WHAT TO DO
Please state, from the IOC matching text, how long a SIEM typically keeps data in hot storage.

PROVIDED TEXT
* * * * * * * * *
Why is IOC matching difficult?

Consider the IOC matching for IR use case. In the best case all the data sits in a security information and event management (SIEM) system and thus can be easily queried; however, a SIEM typically has a relatively short retention period (typically less than 90 days in hot storage) due to costs and some threats may operate in the organization's environment for as long as a year. The Solarwinds, or Sunburst breach of 2020 is a good example: the earliest activity dates back to February 2020 even though the breach was only discovered in November 2020. Moreover, even if you can afford to keep a year's worth of data in a SIEM, most legacy SIEMs are not able to query over that much data at interactive speeds and many analysts end up "chunking" up the query into multiple queries that cover a short period (e.g., a week) at a time. In other cases, the data might sit across multiple siloed data stores with longer retention, but significant effort will be needed to perform IOC matching over the disparate data stores.
* * * * * * * * *
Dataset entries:
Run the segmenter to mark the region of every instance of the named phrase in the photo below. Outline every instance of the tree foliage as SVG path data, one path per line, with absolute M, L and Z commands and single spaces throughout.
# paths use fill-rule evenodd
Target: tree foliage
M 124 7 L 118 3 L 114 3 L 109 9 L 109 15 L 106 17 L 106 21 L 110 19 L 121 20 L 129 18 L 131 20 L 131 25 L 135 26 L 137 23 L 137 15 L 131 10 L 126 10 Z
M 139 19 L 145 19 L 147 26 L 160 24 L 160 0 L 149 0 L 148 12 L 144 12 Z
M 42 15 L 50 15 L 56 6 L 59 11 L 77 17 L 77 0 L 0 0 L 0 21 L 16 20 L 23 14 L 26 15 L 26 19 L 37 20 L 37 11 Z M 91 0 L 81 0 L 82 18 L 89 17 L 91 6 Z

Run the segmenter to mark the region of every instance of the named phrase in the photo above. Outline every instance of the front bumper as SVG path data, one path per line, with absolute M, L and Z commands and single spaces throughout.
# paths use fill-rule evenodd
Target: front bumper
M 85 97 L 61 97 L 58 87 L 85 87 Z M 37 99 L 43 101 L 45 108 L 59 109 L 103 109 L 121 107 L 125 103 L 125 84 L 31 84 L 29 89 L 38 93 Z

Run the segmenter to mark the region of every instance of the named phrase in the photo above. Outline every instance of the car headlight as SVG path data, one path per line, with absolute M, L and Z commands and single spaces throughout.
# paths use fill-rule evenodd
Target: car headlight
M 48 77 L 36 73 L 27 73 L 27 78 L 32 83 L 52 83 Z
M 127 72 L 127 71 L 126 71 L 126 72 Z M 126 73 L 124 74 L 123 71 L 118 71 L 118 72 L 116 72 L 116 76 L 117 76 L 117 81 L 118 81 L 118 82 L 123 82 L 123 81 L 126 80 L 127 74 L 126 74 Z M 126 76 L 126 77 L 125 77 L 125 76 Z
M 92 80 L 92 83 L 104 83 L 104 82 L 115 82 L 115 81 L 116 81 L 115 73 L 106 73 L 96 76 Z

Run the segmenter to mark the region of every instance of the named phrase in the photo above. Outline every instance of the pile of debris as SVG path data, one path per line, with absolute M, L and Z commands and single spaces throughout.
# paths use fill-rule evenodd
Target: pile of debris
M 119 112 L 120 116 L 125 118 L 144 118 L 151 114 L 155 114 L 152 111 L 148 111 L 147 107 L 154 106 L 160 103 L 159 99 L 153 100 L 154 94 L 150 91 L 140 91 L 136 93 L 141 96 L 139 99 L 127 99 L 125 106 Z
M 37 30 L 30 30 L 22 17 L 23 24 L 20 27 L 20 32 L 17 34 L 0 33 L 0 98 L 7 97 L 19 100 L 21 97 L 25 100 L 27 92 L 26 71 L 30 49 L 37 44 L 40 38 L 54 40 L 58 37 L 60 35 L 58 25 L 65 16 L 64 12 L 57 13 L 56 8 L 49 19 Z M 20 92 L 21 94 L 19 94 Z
* * * * * * * * *
EXERCISE ANSWER
Typically less than 90 days.